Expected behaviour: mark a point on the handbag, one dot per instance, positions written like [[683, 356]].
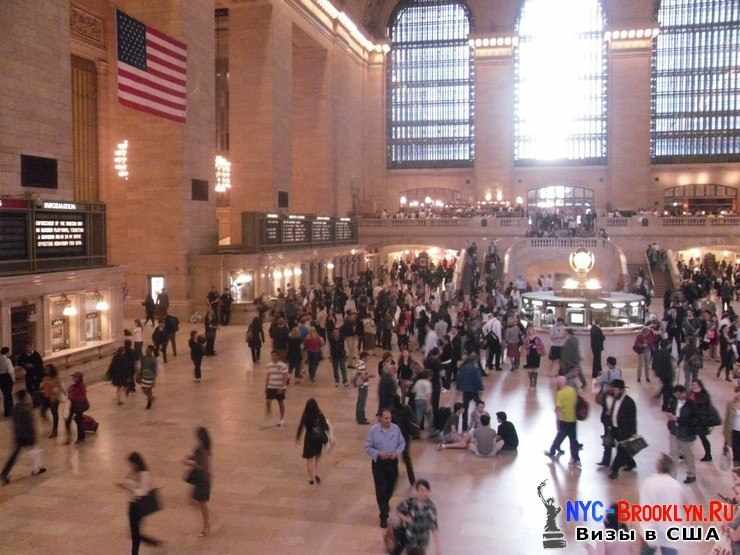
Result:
[[633, 445], [150, 503]]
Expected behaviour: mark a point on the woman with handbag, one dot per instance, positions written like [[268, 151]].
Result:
[[317, 432], [199, 476], [78, 404], [144, 500]]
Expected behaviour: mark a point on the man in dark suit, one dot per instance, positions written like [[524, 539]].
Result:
[[622, 425], [597, 348]]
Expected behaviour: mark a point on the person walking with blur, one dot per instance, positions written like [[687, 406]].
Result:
[[316, 431], [255, 338], [24, 434], [149, 369], [199, 476], [51, 391], [138, 483]]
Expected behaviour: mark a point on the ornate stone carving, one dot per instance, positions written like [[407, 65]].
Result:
[[86, 26]]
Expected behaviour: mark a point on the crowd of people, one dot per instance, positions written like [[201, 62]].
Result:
[[437, 337]]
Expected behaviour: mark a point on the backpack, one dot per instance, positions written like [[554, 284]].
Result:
[[581, 408]]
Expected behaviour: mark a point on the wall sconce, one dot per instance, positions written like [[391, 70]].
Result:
[[68, 310], [101, 305], [223, 174], [120, 159]]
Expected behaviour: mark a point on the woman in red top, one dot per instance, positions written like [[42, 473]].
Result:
[[312, 345], [78, 402]]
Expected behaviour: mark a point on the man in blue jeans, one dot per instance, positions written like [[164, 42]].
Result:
[[565, 409]]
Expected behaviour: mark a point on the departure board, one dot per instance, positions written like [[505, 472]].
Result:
[[59, 234], [13, 236]]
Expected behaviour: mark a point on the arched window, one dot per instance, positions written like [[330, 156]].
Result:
[[560, 83], [430, 86], [696, 82]]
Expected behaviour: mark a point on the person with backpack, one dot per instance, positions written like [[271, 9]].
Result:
[[24, 434], [317, 432], [535, 350], [707, 415], [566, 400], [78, 405]]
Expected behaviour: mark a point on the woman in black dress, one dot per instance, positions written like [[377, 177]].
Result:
[[316, 428], [199, 475]]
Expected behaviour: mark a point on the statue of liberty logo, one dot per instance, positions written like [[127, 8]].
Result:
[[552, 537]]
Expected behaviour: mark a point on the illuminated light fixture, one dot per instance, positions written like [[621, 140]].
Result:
[[101, 305], [120, 159], [223, 174], [68, 309], [582, 261]]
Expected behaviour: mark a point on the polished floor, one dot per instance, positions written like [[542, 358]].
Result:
[[261, 500]]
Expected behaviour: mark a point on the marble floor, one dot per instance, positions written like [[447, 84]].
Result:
[[261, 501]]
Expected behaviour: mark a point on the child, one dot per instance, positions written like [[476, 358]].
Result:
[[361, 380]]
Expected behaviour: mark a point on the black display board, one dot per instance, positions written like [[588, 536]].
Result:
[[60, 234], [13, 236]]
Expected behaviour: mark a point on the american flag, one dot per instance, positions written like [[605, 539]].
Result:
[[152, 70]]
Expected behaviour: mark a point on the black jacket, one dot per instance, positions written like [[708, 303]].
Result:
[[626, 420]]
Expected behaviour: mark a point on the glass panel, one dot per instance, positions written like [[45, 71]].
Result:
[[431, 81], [560, 82], [696, 84]]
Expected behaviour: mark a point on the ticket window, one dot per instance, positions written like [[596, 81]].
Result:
[[60, 325], [93, 318], [155, 285]]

→ Enunciado da tarefa
Reescreva somente o trecho que vai da linha que contém "Expected behaviour: mark a point on the backpack, one" até a linha que contém "[[68, 310], [101, 305], [223, 174], [120, 159]]", ambas incluídas, somando 23 a cada número das coordenadas nas respostas. Todas as outras linhas desse trecho devem ser mantidas sem alteração.

→ Resposta à tarefa
Expected behaviour: mark a point on the backpack, one dot per instance, positions written like [[554, 284]].
Result:
[[604, 431]]
Expected behaviour: mark a point on the wall sconce, one dot per instance, positions written like [[391, 70]].
Result:
[[91, 333], [124, 328], [246, 197], [143, 182]]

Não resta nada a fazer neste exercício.